-- Data shown start --

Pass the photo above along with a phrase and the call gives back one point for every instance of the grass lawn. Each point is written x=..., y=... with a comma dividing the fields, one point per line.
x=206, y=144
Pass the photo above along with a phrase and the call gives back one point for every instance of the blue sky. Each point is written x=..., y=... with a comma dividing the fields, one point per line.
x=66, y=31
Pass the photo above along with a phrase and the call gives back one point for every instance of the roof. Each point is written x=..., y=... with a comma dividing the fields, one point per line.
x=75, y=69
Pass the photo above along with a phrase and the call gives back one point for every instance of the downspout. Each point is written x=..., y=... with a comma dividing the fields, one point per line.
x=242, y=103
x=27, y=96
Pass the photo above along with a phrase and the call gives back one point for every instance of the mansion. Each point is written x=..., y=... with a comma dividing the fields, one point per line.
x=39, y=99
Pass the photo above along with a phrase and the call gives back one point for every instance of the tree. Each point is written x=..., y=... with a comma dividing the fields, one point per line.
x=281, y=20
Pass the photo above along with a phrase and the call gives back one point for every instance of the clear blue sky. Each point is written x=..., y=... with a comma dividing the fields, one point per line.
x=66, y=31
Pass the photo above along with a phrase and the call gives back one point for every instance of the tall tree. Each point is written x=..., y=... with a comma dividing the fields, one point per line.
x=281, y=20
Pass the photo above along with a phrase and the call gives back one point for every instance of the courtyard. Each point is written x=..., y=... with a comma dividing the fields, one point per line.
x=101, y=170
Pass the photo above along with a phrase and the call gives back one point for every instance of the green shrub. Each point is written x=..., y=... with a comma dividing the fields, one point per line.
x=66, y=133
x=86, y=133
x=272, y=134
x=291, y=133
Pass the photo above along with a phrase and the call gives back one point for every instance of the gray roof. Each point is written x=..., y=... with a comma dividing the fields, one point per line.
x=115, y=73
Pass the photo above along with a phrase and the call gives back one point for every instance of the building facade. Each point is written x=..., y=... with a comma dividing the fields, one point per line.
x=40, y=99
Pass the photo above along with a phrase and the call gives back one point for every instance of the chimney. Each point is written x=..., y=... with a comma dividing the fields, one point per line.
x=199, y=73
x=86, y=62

-- Data shown end --
-- Data shown start --

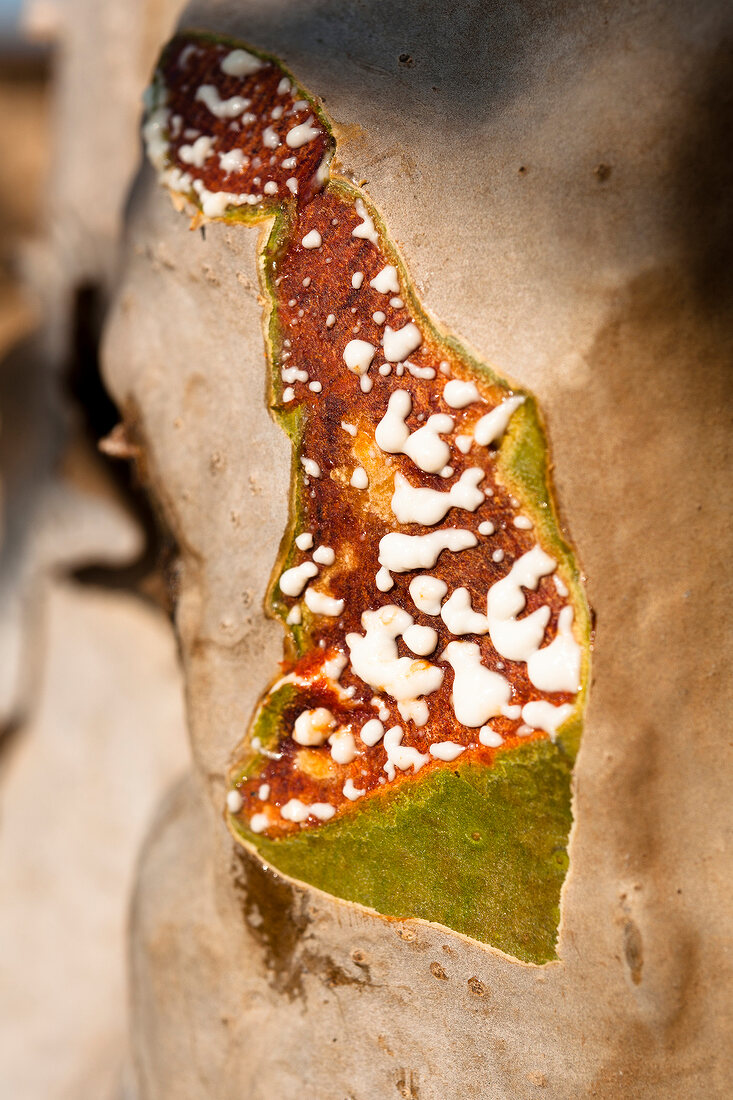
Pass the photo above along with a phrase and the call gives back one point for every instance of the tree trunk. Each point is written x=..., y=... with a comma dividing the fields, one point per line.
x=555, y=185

-- Data shown end --
-- Data shown start --

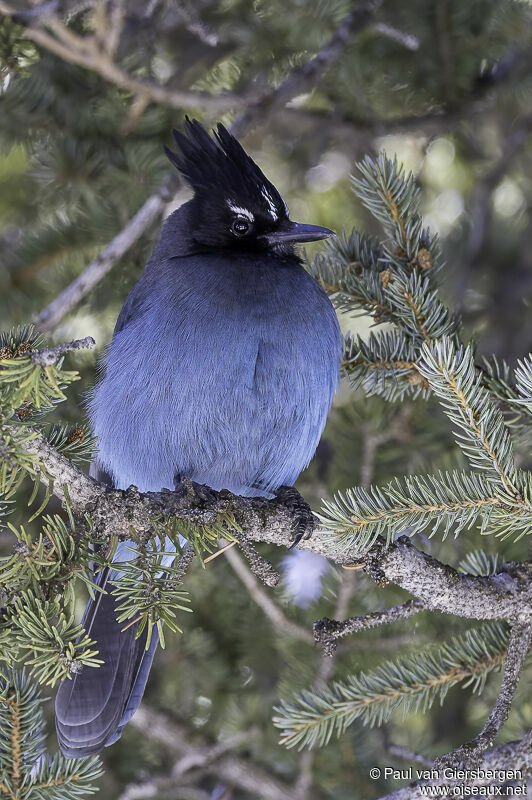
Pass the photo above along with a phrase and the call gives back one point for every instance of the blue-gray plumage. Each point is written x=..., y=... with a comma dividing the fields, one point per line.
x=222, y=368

-- Data shown end --

:: Problem statement ::
Extract every line of the items above that contains the word "roof", and copy each one in full.

:: Correct result ::
Pass the photo above along with a phrase and the call gives back one point for every instance of the roof. Each point is written x=..., y=... with a comma dividing the fields, one point per line.
Pass the photo above along with a phrase and the call gives back one point for every instance of the gray roof. Each point is written x=..., y=... with a comma dividing the fields, one point per line.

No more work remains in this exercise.